» SOAL LATIHAN
[A] Jawablah pertanyaan berikut berdasarkan teks tentang penelitian mahasiswa di Tolitoli.
(i) Grace berasal dari universitas mana?
(ii) Fathir Said berasal dari universitas mana?
(iii) Di pantai mana para mahasiswa menunggu teman-temannya pada awal Desember 2022?
[B] Kutip dengan tepat bagian teks tentang penelitian mahasiswa di Tolitoli antara "Untuk bisa ada" dan "kota cengkeh tersebut.", termasuk kedua bagian itu.

##### TEKS PILIHAN

Hal itu dilakukan juga oleh para mahasiswa. Khusus di Tolitoli, kelompok mahasiswa mendapatkan tugas untuk melaksanakan penelitian yang berfokus pada pemisahan dugong yang sudah dan belum dilakukan konservasi.

Jadi, selain melakukan penelitian ASW dan WQC, mereka juga melakukan penelitian tentang Dugong yang banyak ditemukan di sepanjang pesisir pantai di Tolitoli. Kegiatan tersebut dilakukan bersama semua tim, atau dibagi menjadi dua kelompok.

Seperti yang terlihat pada pagi menjelang siang di awal Desember 2022. Saat itu, di pantai Lalos yang terletak di Desa Lalos, Kecamatan Galang, para mahasiswa terlihat di pinggir pantai menunggu teman-temannya yang sedang meneliti di atas perahu kecil tak jauh dari situ.

Grace, mahasiswi Universitas Bengkulu itu, mengaku sangat bahagia bisa terlibat dalam penelitian tersebut. Mengingat, selama ini dia kuliah di kota kecil yang tidak memiliki banyak kesempatan untuk melakukan penelitian.

Untuk bisa ada di Tolitoli, dia mengaku harus bersaing terlebih dahulu dengan para peminat yang berasal dari perguruan tinggi lain. Saat mendaftar, dia sebenarnya tidak tahu akan ditempatkan di kota cengkeh tersebut.

“Namun, mungkin karena ide saya menjurus ke Tolitoli, jadi saya dimasukkan ke grup ini. Sekarang justru saya merasa senang dan nyaman karena bisa mengeksplorasi apa yang sudah didapatkan di kelas,” ungkapnya.

baca juga : Seberapa Penting Penguasaan Data Kelautan bagi Indonesia?

 

Mahasiswa Program Kampus Merdeka IPB Bogor memasang automatic weather station untuk mendapatkan data cuaca. Foto : PKKM ITK IPB

 

Bersama Masyarakat

Selain penelitian di pesisir pantai, para mahasiswa di Tolitoli itu melaksanakan pembelajaran bersama komunitas. Mereka melakukan survei ke permukiman masyarakat tentang dampak bencana banjir yang melanda sejumlah kawasan, termasuk pusat kota Tolitoli.

Fathir Said, mahasiswa dari Universitas Udayana Bali, aktif mendatangi rumah warga untuk mendapatkan data yang lengkap dan akurat. Dia paham bahwa penelitian di masyarakat juga sama pentingnya seperti penelitian di pesisir laut.

Karena itu, dia merasa bersyukur karena bisa ada di Tolitoli dan bisa melakukan penelitian tentang Dugong dan Lamun. Singkatnya, Tolitoli ternyata mendapat prioritas dari IPB untuk praktik lapangan bagi mahasiswa.

“Setelah mendapat pencerahan di awal-awal, jadi makin tahu kalau Tolitoli itu seperti ini,” tutur dia.

##########
##### DATA

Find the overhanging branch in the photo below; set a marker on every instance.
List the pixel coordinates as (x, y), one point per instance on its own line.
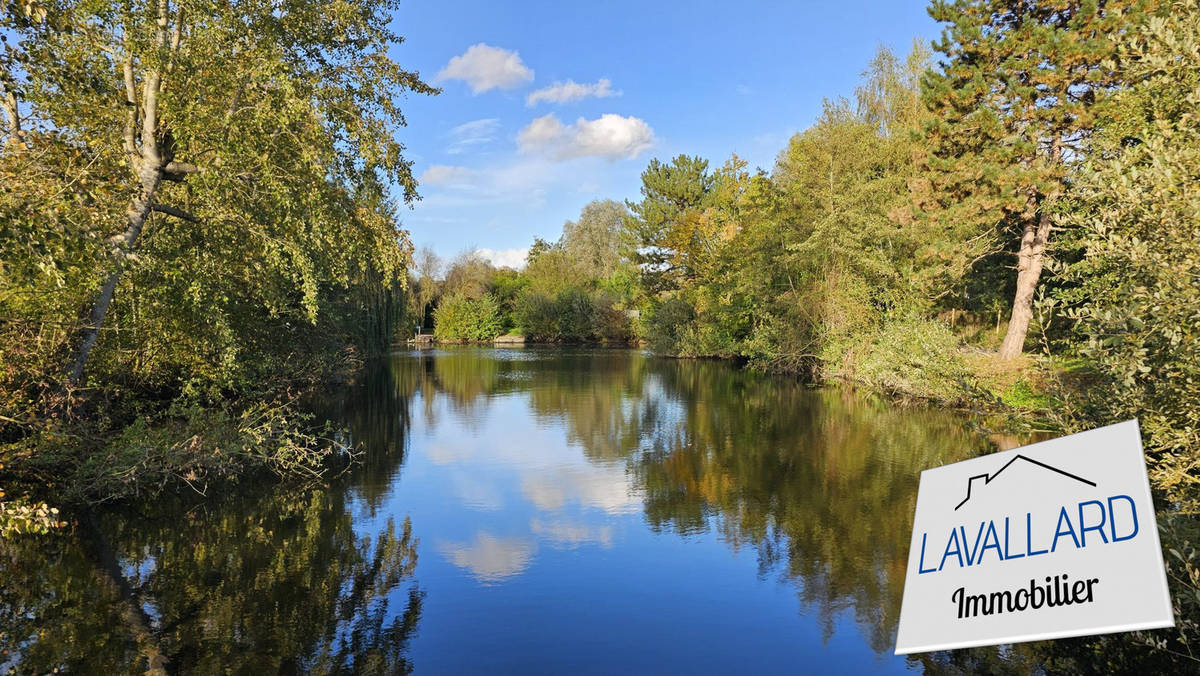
(177, 213)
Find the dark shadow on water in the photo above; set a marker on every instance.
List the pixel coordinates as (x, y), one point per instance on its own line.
(820, 484)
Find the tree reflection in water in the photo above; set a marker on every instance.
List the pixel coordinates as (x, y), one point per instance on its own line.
(820, 484)
(268, 581)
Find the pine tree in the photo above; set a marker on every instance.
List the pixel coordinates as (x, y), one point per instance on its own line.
(1014, 103)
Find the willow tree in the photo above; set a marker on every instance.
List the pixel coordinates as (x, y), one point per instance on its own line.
(1014, 105)
(250, 145)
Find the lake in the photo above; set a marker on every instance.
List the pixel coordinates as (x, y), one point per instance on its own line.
(519, 510)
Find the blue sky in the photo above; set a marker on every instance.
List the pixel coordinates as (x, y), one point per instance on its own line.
(501, 165)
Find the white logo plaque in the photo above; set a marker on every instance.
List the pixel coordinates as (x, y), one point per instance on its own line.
(1043, 542)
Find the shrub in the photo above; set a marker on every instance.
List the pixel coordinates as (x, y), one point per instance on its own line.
(913, 357)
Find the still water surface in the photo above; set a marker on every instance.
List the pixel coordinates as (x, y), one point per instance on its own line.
(529, 510)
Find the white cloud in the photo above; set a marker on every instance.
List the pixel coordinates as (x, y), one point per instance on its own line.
(609, 136)
(448, 175)
(475, 132)
(485, 67)
(505, 257)
(490, 558)
(569, 536)
(571, 90)
(599, 488)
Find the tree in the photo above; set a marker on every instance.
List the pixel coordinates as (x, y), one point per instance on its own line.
(661, 227)
(132, 87)
(469, 275)
(594, 240)
(1013, 106)
(424, 283)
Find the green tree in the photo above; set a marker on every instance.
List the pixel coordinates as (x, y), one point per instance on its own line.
(181, 233)
(594, 240)
(663, 227)
(1013, 105)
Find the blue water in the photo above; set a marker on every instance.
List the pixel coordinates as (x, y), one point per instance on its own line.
(570, 512)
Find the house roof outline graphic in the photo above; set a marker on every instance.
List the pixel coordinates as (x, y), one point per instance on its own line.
(988, 478)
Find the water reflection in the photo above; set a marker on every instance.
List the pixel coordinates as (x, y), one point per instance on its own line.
(580, 509)
(271, 579)
(819, 483)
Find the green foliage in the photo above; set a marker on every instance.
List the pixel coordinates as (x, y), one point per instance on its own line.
(595, 239)
(1135, 294)
(1013, 105)
(909, 357)
(22, 518)
(460, 318)
(237, 217)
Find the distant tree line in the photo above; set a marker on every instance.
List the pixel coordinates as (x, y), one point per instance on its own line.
(1006, 221)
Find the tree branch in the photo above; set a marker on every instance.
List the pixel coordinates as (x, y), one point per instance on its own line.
(177, 213)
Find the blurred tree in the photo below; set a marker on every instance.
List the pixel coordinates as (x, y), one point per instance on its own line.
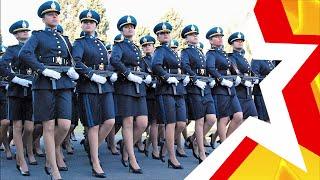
(176, 21)
(103, 26)
(140, 32)
(70, 10)
(69, 17)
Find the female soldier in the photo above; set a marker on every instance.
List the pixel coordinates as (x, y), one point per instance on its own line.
(95, 93)
(261, 68)
(170, 92)
(219, 66)
(48, 54)
(244, 90)
(201, 103)
(19, 93)
(130, 92)
(147, 43)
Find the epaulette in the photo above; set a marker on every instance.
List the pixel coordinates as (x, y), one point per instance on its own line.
(36, 31)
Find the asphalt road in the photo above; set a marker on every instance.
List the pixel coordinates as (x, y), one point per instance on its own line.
(79, 167)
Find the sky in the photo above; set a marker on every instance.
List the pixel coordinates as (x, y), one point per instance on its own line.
(228, 14)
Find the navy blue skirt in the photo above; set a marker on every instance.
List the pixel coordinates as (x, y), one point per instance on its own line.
(171, 109)
(227, 105)
(96, 108)
(199, 106)
(48, 104)
(130, 106)
(261, 108)
(248, 108)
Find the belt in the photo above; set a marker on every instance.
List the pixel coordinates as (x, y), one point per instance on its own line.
(54, 60)
(25, 71)
(200, 72)
(135, 68)
(224, 71)
(100, 67)
(174, 71)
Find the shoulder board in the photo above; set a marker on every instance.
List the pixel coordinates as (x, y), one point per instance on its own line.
(36, 31)
(11, 46)
(79, 38)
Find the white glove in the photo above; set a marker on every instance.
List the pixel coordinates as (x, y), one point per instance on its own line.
(114, 77)
(147, 80)
(22, 82)
(237, 81)
(212, 83)
(247, 83)
(51, 73)
(173, 80)
(98, 79)
(134, 78)
(200, 84)
(227, 83)
(73, 74)
(154, 85)
(186, 81)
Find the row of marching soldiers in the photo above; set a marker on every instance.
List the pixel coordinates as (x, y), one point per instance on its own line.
(53, 83)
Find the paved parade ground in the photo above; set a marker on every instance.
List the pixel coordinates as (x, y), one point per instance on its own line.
(79, 167)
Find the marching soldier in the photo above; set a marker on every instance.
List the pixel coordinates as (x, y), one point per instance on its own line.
(4, 122)
(261, 68)
(111, 136)
(130, 91)
(174, 44)
(147, 42)
(220, 67)
(74, 120)
(244, 90)
(19, 96)
(47, 52)
(201, 105)
(95, 91)
(170, 92)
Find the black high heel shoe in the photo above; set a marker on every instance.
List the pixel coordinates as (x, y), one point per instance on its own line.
(200, 160)
(47, 170)
(146, 148)
(135, 171)
(23, 173)
(211, 141)
(124, 162)
(155, 157)
(193, 151)
(187, 143)
(63, 168)
(160, 154)
(180, 155)
(98, 175)
(173, 165)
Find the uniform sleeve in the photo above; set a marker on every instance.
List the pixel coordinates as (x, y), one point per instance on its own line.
(27, 54)
(77, 53)
(255, 66)
(5, 69)
(211, 66)
(157, 62)
(115, 60)
(186, 65)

##########

» JAWABAN TIAP SOAL
[A]
(i) Universitas Bengkulu.
(ii) Universitas Udayana Bali.
(iii) Pantai Lalos, di Desa Lalos, Kecamatan Galang.

[B]
Untuk bisa ada di Tolitoli, dia mengaku harus bersaing terlebih dahulu dengan para peminat yang berasal dari perguruan tinggi lain. Saat mendaftar, dia sebenarnya tidak tahu akan ditempatkan di kota cengkeh tersebut.